--- Challenge 1 ---
In the rows below, reproduce every line from the one containing "Target: smiling woman" through the end of the rows, inclusive, request lines included, with each coordinate in the answers multiplied by 0.55 and rounded to the nearest whole number, halves rounding up.

--- Excerpted passage ---

— Begin —

RE: [RFC] /dev/ioasid uAPI proposal

"Tian, Kevin" <kevin.tian@xxxxxxxxx> · Thu, 3 Jun 2021 02:49:56 +0000

> From: Jason Gunthorpe <jgg@xxxxxxxxxx>
> Sent: Thursday, June 3, 2021 12:59 AM
> 
> On Wed, Jun 02, 2021 at 04:48:35PM +1000, David Gibson wrote:
> > > > 	/* Bind guest I/O page table  */
> > > > 	bind_data = {
> > > > 		.ioasid	= gva_ioasid;
> > > > 		.addr	= gva_pgtable1;
> > > > 		// and format information
> > > > 	};
> > > > 	ioctl(ioasid_fd, IOASID_BIND_PGTABLE, &bind_data);
> > >
> > > Again I do wonder if this should just be part of alloc_ioasid. Is
> > > there any reason to split these things? The only advantage to the
> > > split is the device is known, but the device shouldn't impact
> > > anything..
> >
> > I'm pretty sure the device(s) could matter, although they probably
> > won't usually.
> 
> It is a bit subtle, but the /dev/iommu fd itself is connected to the
> devices first. This prevents wildly incompatible devices from being
> joined together, and allows some "get info" to report the capability
> union of all devices if we want to do that.

I would expect the capability reported per-device via /dev/iommu. 
Incompatible devices can bind to the same fd but cannot attach to
the same IOASID. This allows incompatible devices to share locked
page accounting.

> 
> The original concept was that devices joined would all have to support
> the same IOASID format, at least for the kernel owned map/unmap IOASID
> type. Supporting different page table formats maybe is reason to
> revisit that concept.

I hope my memory was not broken, that the original concept was 
the devices attached to the same IOASID must support the same
format. Otherwise they need attach to different IOASIDs (but still
within the same fd).

> 
> There is a small advantage to re-using the IOASID container because of
> the get_user_pages caching and pinned accounting management at the FD
> level.

With above concept we don't need IOASID container then.

> 
> I don't know if that small advantage is worth the extra complexity
> though.
> 
> > But it would certainly be possible for a system to have two
> > different host bridges with two different IOMMUs with different
> > pagetable formats.  Until you know which devices (and therefore
> > which host bridge) you're talking about, you don't know what formats
> > of pagetable to accept.  And if you have devices from *both* bridges
> > you can't bind a page table at all - you could theoretically support
> > a kernel managed pagetable by mirroring each MAP and UNMAP to tables
> > in both formats, but it would be pretty reasonable not to support
> > that.
> 
> The basic process for a user space owned pgtable mode would be:
> 
>  1) qemu has to figure out what format of pgtable to use
> 
>     Presumably it uses query functions using the device label. The
>     kernel code should look at the entire device path through all the
>     IOMMU HW to determine what is possible.
> 
>     Or it already knows because the VM's vIOMMU is running in some
>     fixed page table format, or the VM's vIOMMU already told it, or
>     something.

— End —

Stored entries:
— Begin —

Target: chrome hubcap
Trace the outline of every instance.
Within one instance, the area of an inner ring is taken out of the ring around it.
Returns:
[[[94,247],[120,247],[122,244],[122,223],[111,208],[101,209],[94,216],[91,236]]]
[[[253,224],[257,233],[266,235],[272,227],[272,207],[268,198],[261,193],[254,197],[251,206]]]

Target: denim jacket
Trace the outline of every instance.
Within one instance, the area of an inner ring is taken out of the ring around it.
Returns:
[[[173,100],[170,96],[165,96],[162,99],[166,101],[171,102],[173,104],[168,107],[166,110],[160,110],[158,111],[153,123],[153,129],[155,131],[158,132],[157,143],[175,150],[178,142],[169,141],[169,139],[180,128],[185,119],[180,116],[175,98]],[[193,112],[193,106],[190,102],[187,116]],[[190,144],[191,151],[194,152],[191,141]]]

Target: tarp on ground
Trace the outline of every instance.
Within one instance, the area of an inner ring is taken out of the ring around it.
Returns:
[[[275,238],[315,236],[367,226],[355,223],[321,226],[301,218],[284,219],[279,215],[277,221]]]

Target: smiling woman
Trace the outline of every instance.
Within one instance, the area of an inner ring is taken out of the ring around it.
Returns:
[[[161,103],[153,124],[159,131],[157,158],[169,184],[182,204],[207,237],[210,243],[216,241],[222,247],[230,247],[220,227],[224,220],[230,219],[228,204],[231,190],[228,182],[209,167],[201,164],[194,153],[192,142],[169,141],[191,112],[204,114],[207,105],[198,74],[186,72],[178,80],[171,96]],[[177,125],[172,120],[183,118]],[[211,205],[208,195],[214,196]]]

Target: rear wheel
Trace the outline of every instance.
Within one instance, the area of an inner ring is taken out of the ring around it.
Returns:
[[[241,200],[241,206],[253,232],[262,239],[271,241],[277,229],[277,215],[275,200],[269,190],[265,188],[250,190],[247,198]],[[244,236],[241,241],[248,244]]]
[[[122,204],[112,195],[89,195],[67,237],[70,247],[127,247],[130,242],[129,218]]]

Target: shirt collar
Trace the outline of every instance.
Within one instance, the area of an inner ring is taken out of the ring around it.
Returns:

— End —

--- Challenge 2 ---
Proceed with the /dev/ioasid uAPI thread from where it stops.

--- Task answer 1 ---
Target: smiling woman
Trace the outline of every instance.
Within one instance, the area of an inner ring is taken out of the ring around it.
Returns:
[[[89,57],[84,68],[87,72],[86,87],[93,101],[100,112],[114,130],[116,134],[119,133],[122,136],[127,136],[121,125],[123,121],[127,120],[125,112],[127,105],[125,100],[115,92],[111,90],[107,84],[106,78],[93,78],[105,62],[112,63],[114,58],[109,41],[102,40],[98,44],[94,53]],[[97,69],[95,66],[101,65]],[[116,113],[114,107],[118,108]]]

Target: rear wheel
Trace the outline of every instance.
Within one instance, the area of an inner ring is taken out of the ring around it.
Returns:
[[[133,110],[133,113],[139,128],[144,131],[149,133],[152,126],[152,118],[151,110],[148,105],[146,103],[138,105],[136,109]],[[134,130],[133,133],[136,134]]]
[[[67,112],[62,107],[49,107],[37,130],[39,136],[70,136],[72,133],[71,120]]]

Target: shirt collar
Trace the outline of every instance.
Within one instance, the area of an inner ring is taken out of the ring around it.
Returns:

--- Task answer 2 ---
I'd expect the both. First get the hardware format. Then detect whether
it's compatible to the vIOMMU format.

> 
>  2) qemu creates an IOASID and based on #1 and says 'I want this format'

Based on earlier discussion this will possibly be:

struct iommu_ioasid_create_info {

// if set this is a guest-managed page table, use bind+invalidate, with
// info provided in struct pgtable_info;
// if clear it's host-managed and use map+unmap;
#define IOMMU_IOASID_FLAG_USER_PGTABLE		1

// if set it is for pasid table binding. same implication as USER_PGTABLE
// except it's for a different pgtable type
#define IOMMU_IOASID_FLAG_USER_PASID_TABLE	2
	int		flags;

	// Create nesting if not INVALID_IOASID
	u32		parent_ioasid;

	// additional info about the page table
	union {
		// for user-managed page table
		struct {
			u64	user_pgd;
			u32	format;
			u32	addr_width;
			// and other vendor format info
		} pgtable_info;

		// for kernel-managed page table
		struct {
			// not required on x86
			// for ppc, iirc the user wants to claim a window
			// explicitly?
		} map_info;
	};
};

then there will be no UNBIND_PGTABLE ioctl. The unbind is done 
automatically when the IOASID is freed.

> 
>  3) qemu binds the IOASID to the device.

let's use 'attach' for consistency. 😊 'bind' is for ioasid fd which must
be completed in step 0) so format can be reported in step 1)

> 
>     If qmeu gets it wrong then it just fails.
> 
>  4) For the next device qemu would have to figure out if it can re-use
>     an existing IOASID based on the required proeprties.
> 
> You pointed to the case of mixing vIOMMU's of different platforms. So
> it is completely reasonable for qemu to ask for a "ARM 64 bit IOMMU
> page table mode v2" while running on an x86 because that is what the
> vIOMMU is wired to work with.
> 
> Presumably qemu will fall back to software emulation if this is not
> possible.
> 
> One interesting option for software emulation is to just transform the
> ARM page table format to a x86 page table format in userspace and use
> nested bind/invalidate to synchronize with the kernel. With SW nesting
> I suspect this would be much faster
> 

or just use map+unmap. It's no difference from how an virtio-iommu could
work on all platforms, which is by definition is not the same type as the
underlying hardware.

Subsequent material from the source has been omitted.